DOCUMENT TEXT.
• • • • • • •

The Liberals have a few items on their to-do list, including legislation to ban strikes for the Toronto Transit Commission and a budget that could be tabled within a few weeks.
Labour Minister Charles DeSousa won't say when the TTC bill will be introduced, but the pressure's on to pass it before the first contract for TTC workers expires March 31.
Although recent polls have suggested that the Tories and Liberals are in a statistical dead heat, the spring budget "should turn things around," said Henry Jacek, a politics professor at Hamilton's McMaster University.
"That's going to be the election budget for the government, and of course for the opposition, they'll have to rip that budget apart," he said.
"I think the session really is going to focus around the budget."
Jacek said he doesn't expect the Liberals will use the budget to make significant cuts that would stave off a Tory attack. But the government may announce more mergers in its plan to cut 13 of the 259 government agencies to show that it's serious about saving money.
"There will be something like that, but I don't see anything drastic," he said.
The government will likely lay out a new four-year plan that could include a few new programs, Jacek said. That will allow the Liberals to paint Hudak as the "man with no plan" if he continues to hold off on his election platform until late summer.
"One of the dangers here is that we do know that in an election year, as time goes along, a lot of people make up their minds earlier than the campaign," he said.

• • • • • • •

EXERCISES TO COMPLETE.
a. Rewrite the stretch of the budget article from "The government will" through "until late summer.", changing "four-year" to "three-year".
b. Write the next part of the budget article, picking up after its final sentence.

• • • • • • •

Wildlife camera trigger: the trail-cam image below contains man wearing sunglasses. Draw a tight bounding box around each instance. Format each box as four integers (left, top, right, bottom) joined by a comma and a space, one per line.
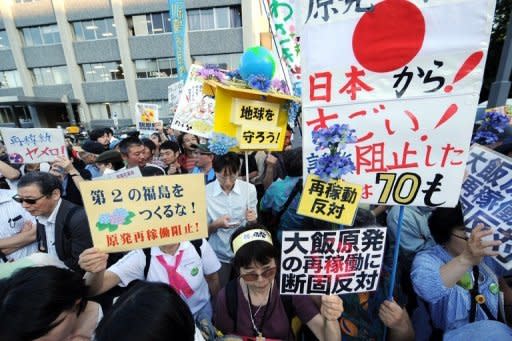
13, 172, 92, 271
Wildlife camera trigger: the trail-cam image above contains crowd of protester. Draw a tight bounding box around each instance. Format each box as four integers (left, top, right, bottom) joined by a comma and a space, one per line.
0, 123, 512, 341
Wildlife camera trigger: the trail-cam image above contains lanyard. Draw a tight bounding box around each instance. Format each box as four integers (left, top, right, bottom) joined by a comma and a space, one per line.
246, 284, 272, 337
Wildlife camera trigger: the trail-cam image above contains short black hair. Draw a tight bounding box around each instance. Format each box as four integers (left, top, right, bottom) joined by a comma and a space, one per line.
18, 172, 62, 196
141, 137, 156, 153
212, 152, 240, 174
160, 141, 180, 153
230, 226, 279, 271
0, 266, 87, 340
89, 128, 106, 141
95, 281, 195, 341
428, 202, 464, 245
119, 137, 143, 155
178, 133, 199, 148
140, 165, 165, 176
283, 147, 302, 176
151, 133, 162, 143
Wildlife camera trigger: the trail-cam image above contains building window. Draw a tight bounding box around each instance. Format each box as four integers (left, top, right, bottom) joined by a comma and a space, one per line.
82, 62, 124, 82
32, 66, 70, 85
23, 25, 60, 46
0, 30, 10, 50
135, 58, 178, 78
187, 6, 242, 31
0, 70, 23, 89
128, 12, 171, 36
73, 18, 116, 41
89, 102, 131, 120
139, 99, 170, 118
192, 53, 242, 70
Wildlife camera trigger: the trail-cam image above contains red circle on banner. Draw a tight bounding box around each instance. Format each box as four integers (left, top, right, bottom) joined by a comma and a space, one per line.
352, 0, 425, 72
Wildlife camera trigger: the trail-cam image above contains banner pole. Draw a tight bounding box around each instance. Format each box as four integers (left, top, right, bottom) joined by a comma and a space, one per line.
382, 206, 405, 341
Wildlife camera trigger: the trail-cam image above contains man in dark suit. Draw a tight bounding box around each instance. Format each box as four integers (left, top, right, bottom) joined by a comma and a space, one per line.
13, 172, 92, 271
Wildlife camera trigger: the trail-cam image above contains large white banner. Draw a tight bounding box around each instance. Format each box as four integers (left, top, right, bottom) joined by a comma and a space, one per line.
300, 0, 494, 206
460, 145, 512, 270
0, 128, 68, 163
171, 64, 215, 138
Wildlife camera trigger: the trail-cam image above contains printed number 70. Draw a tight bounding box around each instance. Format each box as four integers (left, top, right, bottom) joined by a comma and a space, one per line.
377, 173, 421, 205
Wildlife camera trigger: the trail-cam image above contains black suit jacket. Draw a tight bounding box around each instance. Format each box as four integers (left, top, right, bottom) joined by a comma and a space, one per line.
37, 199, 92, 272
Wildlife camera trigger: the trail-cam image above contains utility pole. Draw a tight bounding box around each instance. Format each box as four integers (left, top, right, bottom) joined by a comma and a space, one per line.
487, 6, 512, 109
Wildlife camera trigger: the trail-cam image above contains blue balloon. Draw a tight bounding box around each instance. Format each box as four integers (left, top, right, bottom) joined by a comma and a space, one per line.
239, 46, 276, 81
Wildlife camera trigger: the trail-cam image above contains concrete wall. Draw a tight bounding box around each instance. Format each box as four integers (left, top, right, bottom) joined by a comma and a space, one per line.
23, 44, 66, 68
128, 33, 174, 60
189, 27, 244, 56
0, 88, 23, 97
0, 50, 16, 71
64, 0, 112, 21
33, 84, 73, 99
12, 0, 57, 27
135, 78, 178, 101
73, 38, 121, 64
82, 80, 128, 103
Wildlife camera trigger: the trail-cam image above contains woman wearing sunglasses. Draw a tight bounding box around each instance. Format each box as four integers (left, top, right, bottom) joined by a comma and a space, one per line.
214, 227, 343, 341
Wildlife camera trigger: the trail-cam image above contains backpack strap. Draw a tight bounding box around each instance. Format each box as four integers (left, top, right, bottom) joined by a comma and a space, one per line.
190, 239, 203, 259
63, 205, 81, 238
279, 295, 295, 324
226, 278, 238, 332
142, 247, 151, 279
142, 239, 203, 279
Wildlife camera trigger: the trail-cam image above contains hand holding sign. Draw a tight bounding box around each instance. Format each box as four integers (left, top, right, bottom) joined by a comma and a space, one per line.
320, 295, 343, 321
462, 223, 501, 265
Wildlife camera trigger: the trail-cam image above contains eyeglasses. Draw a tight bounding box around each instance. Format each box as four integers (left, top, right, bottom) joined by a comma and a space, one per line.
240, 267, 276, 282
215, 173, 238, 181
12, 194, 46, 205
452, 233, 469, 241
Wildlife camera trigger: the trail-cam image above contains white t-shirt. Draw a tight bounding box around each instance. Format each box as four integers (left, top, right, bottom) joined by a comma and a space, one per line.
107, 239, 220, 314
0, 189, 37, 262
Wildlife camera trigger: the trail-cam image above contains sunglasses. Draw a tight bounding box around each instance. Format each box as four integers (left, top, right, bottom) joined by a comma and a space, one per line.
240, 267, 276, 282
12, 195, 46, 205
452, 233, 469, 241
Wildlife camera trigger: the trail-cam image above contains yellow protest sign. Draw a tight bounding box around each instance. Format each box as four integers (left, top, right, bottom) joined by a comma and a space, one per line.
203, 80, 299, 151
231, 98, 279, 127
297, 175, 362, 226
237, 124, 281, 150
80, 174, 208, 252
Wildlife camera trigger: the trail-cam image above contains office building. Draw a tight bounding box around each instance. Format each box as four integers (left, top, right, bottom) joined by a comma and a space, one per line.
0, 0, 268, 127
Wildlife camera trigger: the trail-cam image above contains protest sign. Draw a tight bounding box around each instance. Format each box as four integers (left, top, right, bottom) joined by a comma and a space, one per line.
297, 175, 361, 226
300, 0, 494, 207
266, 0, 300, 88
0, 128, 68, 163
135, 103, 158, 135
80, 174, 208, 252
280, 227, 386, 295
205, 81, 297, 151
169, 0, 187, 81
167, 80, 185, 117
460, 144, 512, 270
171, 64, 215, 138
93, 167, 142, 180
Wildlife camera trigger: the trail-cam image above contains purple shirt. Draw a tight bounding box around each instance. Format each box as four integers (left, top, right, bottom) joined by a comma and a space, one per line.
213, 281, 320, 340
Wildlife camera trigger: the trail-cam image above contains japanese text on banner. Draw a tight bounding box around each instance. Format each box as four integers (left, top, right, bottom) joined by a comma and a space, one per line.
280, 227, 386, 295
171, 64, 215, 138
301, 0, 494, 206
297, 175, 361, 226
0, 128, 68, 163
80, 174, 208, 252
135, 103, 158, 134
460, 145, 512, 270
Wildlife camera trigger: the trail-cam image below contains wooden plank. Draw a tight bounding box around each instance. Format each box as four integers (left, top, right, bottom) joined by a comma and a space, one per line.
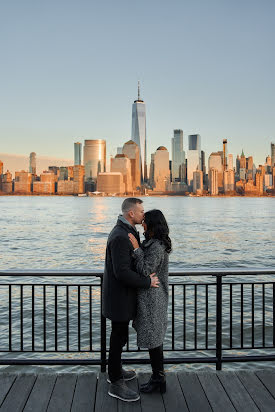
95, 373, 118, 412
24, 373, 57, 412
0, 373, 36, 412
255, 370, 275, 398
47, 373, 77, 412
236, 371, 275, 412
197, 372, 234, 412
0, 373, 17, 406
217, 372, 259, 412
162, 372, 188, 412
178, 372, 212, 412
71, 372, 97, 412
118, 379, 141, 412
138, 373, 165, 412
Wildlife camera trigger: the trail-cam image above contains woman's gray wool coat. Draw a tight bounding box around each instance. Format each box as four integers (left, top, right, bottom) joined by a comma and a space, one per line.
133, 239, 169, 349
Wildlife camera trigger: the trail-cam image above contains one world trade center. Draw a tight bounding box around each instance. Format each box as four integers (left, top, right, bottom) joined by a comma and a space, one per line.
132, 82, 147, 183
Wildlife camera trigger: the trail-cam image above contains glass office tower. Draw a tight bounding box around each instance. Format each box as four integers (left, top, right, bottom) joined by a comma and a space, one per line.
74, 142, 82, 166
132, 82, 147, 183
187, 134, 201, 190
84, 139, 106, 182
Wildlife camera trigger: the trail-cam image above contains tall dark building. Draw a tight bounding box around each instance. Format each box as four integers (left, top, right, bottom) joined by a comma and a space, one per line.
201, 150, 206, 184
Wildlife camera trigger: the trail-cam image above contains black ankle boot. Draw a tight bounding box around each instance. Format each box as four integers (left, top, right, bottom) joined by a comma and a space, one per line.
140, 372, 166, 393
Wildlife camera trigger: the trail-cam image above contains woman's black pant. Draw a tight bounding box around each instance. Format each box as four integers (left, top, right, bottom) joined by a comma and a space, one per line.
149, 345, 163, 376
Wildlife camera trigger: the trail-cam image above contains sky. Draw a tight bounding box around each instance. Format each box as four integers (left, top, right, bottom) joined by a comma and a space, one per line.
0, 0, 275, 171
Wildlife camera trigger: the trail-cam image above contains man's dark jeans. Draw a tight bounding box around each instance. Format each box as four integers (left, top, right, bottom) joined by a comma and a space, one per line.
108, 321, 129, 382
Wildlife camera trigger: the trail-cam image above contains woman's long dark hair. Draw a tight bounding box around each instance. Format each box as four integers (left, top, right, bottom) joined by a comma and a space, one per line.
144, 209, 172, 253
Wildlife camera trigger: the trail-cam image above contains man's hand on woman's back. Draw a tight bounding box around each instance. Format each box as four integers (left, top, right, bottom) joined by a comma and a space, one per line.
150, 273, 159, 288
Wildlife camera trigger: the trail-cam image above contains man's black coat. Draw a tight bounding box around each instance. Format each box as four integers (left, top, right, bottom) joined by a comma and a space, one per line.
103, 220, 151, 322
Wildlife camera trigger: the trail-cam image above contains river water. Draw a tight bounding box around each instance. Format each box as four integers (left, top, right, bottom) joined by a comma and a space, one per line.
0, 196, 275, 370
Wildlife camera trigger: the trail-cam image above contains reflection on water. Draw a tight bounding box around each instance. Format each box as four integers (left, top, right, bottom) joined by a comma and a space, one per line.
0, 197, 275, 371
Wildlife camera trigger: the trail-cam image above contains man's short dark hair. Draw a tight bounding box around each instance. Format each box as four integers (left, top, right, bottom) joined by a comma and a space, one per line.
121, 197, 143, 213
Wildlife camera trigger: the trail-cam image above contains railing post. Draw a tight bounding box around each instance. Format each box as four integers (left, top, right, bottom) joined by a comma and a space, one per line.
100, 276, 106, 372
216, 275, 222, 371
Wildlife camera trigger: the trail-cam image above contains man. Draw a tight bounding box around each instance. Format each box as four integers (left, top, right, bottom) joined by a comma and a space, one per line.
103, 198, 159, 402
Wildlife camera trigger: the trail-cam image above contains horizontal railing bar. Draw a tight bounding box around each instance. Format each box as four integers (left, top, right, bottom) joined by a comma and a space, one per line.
0, 268, 275, 278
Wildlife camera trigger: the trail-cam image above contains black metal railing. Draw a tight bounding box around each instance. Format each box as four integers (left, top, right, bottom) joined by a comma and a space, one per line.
0, 270, 275, 371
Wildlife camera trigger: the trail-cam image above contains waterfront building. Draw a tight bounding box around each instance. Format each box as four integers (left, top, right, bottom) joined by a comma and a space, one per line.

• • • • • • •

RESPONSES BY TASK.
a.
The government will likely lay out a new three-year plan that could include a few new programs, Jacek said. That will allow the Liberals to paint Hudak as the "man with no plan" if he continues to hold off on his election platform until late summer.

b.
"And so if a lot of people start deciding say, in the spring and in the summer, that in fact the Liberals do have a plan and the Conservatives don't, some of those people may make up their mind to support the Liberals before the Conservative plan ever comes out."
The Liberals would be wise not to ignore the New Democrats either, Jacek added.
"If the Liberals concentrate too much on Tim Hudak, they do run the risk that on the left side of the spectrum, that the NDP will come in and snatch a bunch of their ridings," he said.
NDP Leader Andrea Horwath said she'll use the spring session to talk about jobs, eroding health care services and how voters are struggling to pay the bills.
She also wants to put forward a platform "sooner rather than later" -- probably late spring or early summer.
But those plans could change if there's a federal election, or if the Liberals pull the plug on the legislative session -- which is supposed to end June 2 -- sooner than expected.